» Short exercise
Copy the listing from the line with "Spot the red brick facade." to the line with "[0,0,360,138]", substituting "mountain ridge" for every "mountain range" and changing nothing else. Omit the pictures from your copy.

» The records
▼▼▼
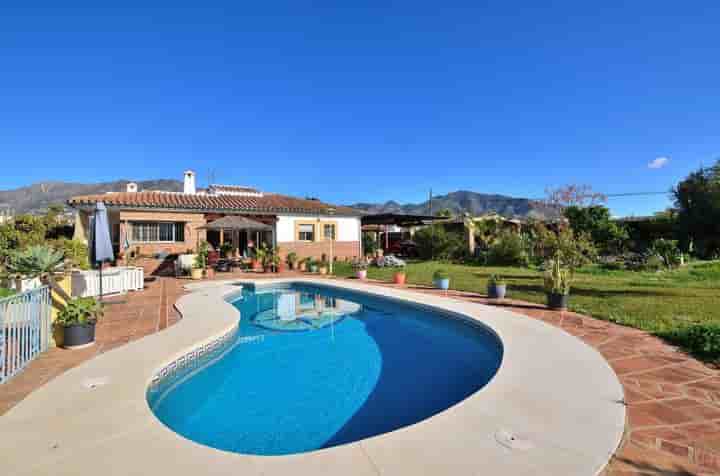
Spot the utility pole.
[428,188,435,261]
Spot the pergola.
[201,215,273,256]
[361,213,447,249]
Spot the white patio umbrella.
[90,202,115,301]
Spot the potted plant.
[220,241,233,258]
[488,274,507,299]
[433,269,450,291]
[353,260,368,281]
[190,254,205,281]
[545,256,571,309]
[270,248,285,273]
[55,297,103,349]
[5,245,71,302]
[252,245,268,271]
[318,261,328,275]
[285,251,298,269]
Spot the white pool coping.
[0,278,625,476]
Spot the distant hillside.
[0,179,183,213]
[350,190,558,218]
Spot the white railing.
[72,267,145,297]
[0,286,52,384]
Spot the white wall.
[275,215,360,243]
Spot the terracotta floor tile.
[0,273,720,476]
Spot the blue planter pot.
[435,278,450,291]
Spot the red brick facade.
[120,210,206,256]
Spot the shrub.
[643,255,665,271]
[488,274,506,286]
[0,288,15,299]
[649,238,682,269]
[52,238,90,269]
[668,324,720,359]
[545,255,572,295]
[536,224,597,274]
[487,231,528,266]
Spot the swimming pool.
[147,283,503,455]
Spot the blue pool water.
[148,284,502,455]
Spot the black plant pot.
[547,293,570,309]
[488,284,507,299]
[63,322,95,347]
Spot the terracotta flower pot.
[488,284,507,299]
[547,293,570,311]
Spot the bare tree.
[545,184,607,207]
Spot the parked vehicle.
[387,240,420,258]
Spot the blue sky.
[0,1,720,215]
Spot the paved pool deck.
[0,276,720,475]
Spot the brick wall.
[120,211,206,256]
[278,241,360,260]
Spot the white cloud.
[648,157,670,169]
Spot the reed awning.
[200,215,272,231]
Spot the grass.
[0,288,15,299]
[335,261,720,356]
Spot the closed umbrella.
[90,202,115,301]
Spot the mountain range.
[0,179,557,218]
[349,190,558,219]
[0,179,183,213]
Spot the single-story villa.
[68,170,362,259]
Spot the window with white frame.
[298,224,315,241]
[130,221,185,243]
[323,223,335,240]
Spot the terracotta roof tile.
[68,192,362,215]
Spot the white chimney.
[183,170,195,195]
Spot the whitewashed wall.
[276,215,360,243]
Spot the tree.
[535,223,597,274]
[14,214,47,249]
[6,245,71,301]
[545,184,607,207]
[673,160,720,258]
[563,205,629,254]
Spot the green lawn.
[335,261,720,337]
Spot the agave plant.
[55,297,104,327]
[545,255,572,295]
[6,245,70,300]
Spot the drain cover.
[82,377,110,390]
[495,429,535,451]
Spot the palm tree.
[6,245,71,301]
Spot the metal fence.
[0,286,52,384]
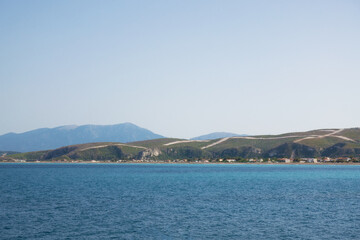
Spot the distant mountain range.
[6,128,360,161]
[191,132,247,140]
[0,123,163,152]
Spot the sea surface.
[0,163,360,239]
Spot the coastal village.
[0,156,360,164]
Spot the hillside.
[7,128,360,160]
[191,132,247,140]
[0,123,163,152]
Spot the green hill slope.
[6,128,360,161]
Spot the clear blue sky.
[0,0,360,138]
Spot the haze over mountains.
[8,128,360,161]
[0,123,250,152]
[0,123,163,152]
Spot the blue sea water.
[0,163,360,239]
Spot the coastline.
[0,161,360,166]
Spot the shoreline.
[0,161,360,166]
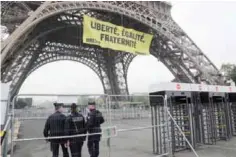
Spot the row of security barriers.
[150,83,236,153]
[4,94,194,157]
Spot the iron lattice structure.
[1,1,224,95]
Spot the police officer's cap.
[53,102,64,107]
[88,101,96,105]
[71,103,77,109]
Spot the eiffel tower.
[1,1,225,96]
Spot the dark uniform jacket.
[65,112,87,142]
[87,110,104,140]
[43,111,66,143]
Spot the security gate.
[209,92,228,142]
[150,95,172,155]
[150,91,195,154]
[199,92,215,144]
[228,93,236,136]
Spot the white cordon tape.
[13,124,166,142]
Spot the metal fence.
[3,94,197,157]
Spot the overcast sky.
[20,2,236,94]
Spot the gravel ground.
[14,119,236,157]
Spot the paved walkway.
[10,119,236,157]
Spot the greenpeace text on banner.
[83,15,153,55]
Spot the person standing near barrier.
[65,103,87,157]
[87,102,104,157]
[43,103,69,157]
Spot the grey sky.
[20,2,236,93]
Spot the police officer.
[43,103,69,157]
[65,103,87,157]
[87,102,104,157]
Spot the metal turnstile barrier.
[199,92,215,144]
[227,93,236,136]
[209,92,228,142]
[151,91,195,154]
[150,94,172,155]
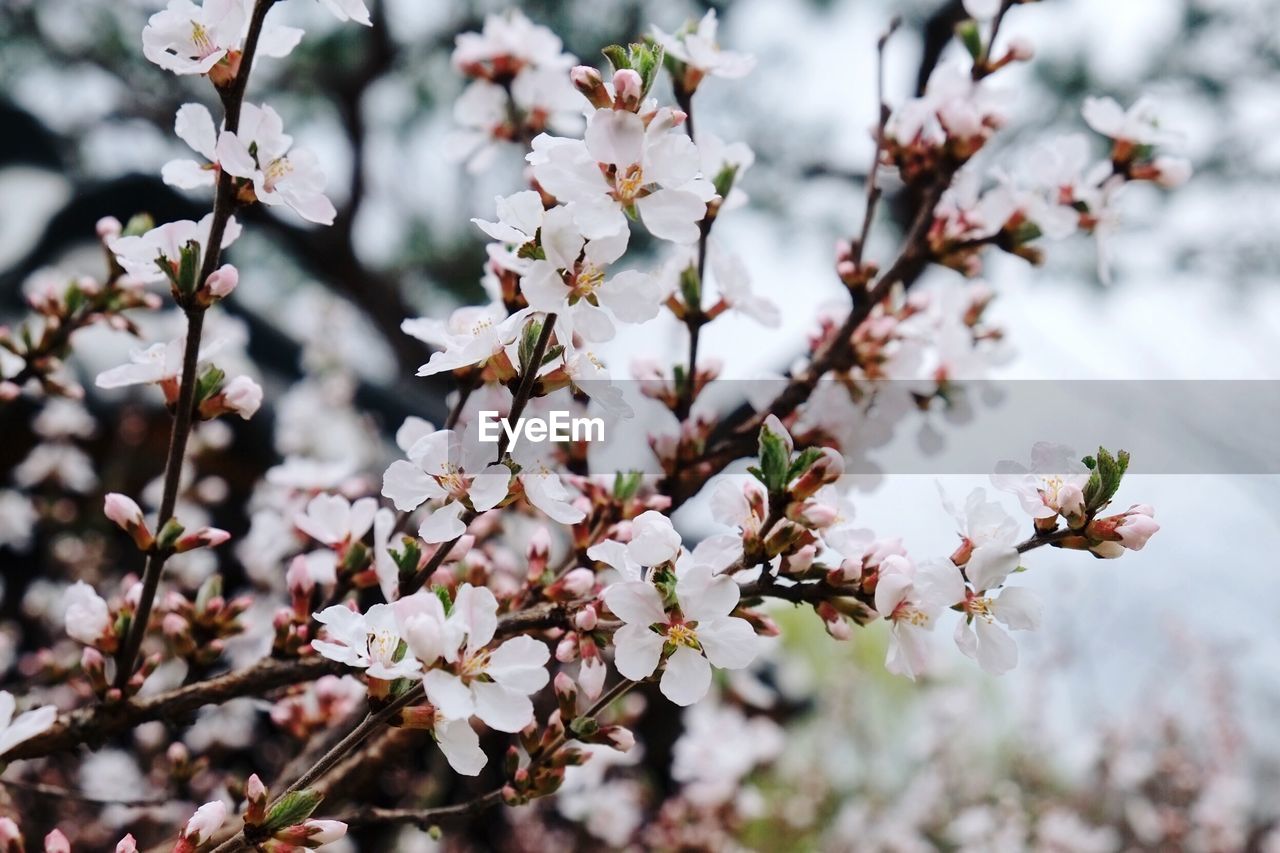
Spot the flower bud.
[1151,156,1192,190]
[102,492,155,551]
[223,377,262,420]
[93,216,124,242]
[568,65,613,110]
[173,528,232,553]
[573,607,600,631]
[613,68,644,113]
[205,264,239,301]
▲▲▲
▼▼▼
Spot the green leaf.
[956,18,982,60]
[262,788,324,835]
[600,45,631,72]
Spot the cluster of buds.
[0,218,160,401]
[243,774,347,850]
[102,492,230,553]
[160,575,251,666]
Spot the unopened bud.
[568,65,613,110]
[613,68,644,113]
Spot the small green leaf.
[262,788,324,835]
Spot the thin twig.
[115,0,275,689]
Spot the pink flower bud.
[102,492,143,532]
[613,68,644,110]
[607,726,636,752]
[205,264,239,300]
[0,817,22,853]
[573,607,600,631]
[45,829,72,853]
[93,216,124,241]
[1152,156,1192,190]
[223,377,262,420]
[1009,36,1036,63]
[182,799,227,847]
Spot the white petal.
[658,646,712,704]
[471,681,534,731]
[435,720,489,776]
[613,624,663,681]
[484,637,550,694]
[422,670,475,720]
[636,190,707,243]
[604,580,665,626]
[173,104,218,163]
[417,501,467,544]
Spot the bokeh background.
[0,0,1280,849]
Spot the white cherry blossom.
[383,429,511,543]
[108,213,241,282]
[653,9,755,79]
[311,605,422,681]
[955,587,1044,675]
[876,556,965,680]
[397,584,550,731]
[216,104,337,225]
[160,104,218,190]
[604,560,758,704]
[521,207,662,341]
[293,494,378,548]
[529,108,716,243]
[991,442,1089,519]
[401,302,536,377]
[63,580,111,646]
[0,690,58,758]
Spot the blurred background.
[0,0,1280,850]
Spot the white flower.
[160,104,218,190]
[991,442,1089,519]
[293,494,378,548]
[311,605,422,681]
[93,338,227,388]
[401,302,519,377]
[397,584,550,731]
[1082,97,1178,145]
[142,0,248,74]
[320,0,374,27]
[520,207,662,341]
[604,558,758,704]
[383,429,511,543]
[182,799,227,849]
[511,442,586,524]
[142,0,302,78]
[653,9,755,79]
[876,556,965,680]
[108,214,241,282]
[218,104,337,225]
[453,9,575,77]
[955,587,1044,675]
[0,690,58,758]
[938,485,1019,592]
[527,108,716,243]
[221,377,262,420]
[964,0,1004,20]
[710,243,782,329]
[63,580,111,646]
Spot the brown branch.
▲▲▲
▼▼▼
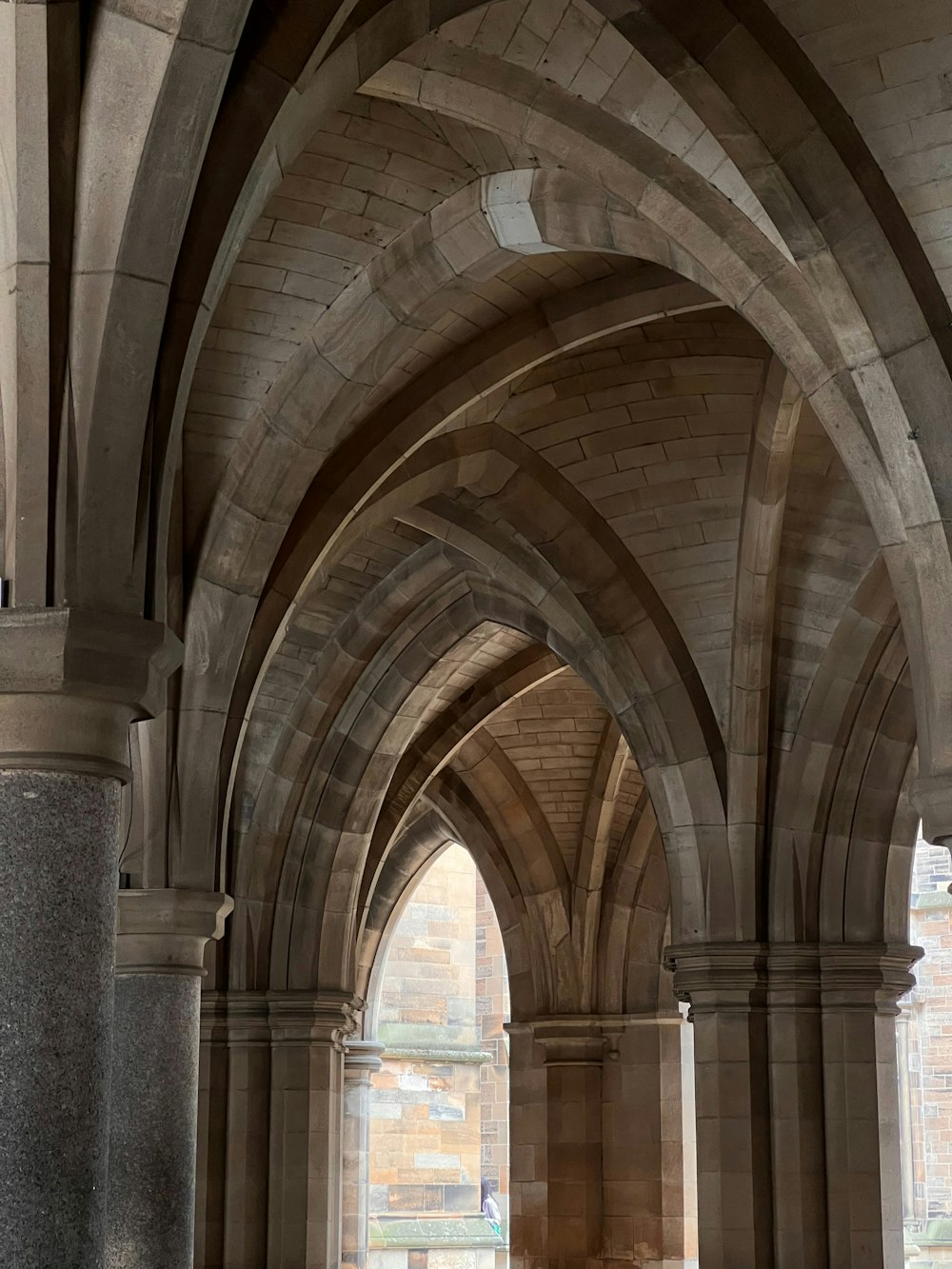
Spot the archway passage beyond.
▲▲▲
» Response for this exercise
Spot the red brick facade.
[120,210,206,256]
Spot the shrub.
[643,255,665,271]
[488,274,506,286]
[0,288,15,299]
[649,238,682,269]
[52,238,90,269]
[668,324,720,359]
[545,255,572,295]
[536,224,597,274]
[487,231,528,266]
Spot the swimming pool.
[147,283,503,455]
Spot the blue pool water.
[148,284,502,455]
Spot the black plant pot.
[547,293,570,309]
[488,284,507,299]
[63,322,95,347]
Spot the terracotta flower pot.
[488,284,507,299]
[547,293,570,311]
Spot the bare tree.
[545,184,607,207]
Spot the parked vehicle.
[387,240,420,258]
Spot the blue sky.
[0,1,720,215]
Spot the paved pool deck.
[0,276,720,475]
Spot the brick wall.
[120,211,206,256]
[278,241,360,260]
Spot the white cloud.
[648,157,670,169]
Spot the reed awning.
[200,215,272,231]
Spot the grass.
[0,288,15,299]
[335,261,720,356]
Spot the closed umbrella.
[90,202,115,301]
Spot the mountain ridge.
[0,179,557,218]
[349,190,558,219]
[0,179,183,213]
Spot the single-story villa.
[68,170,362,259]
Spot the window with white frame.
[298,224,315,241]
[130,221,185,243]
[323,223,335,240]
Spot the terracotta roof tile.
[68,192,362,215]
Spot the white chimney.
[183,170,195,195]
Spot the whitewashed wall.
[276,215,360,243]
Spot the tree.
[535,223,597,274]
[14,214,47,249]
[6,245,71,301]
[545,184,607,207]
[673,160,720,258]
[563,205,629,254]
Spot the green lawn.
[335,261,720,337]
Spot the agave plant.
[55,297,104,327]
[545,255,572,295]
[6,245,70,300]
Spot the drain cover.
[82,377,110,390]
[495,429,535,451]
Spot the palm tree.
[6,245,71,301]
Spot the metal fence.
[0,286,52,384]
Spot the distant mountain ridge.
[6,128,360,161]
[191,132,247,140]
[0,123,163,152]
Spot the sea surface.
[0,163,360,239]
Spot the coastal village.
[0,156,360,164]
Spot the hillside.
[7,128,360,160]
[191,132,247,140]
[0,123,163,152]
Spot the green hill slope.
[6,128,360,161]
Spot the clear blue sky.
[0,0,360,138]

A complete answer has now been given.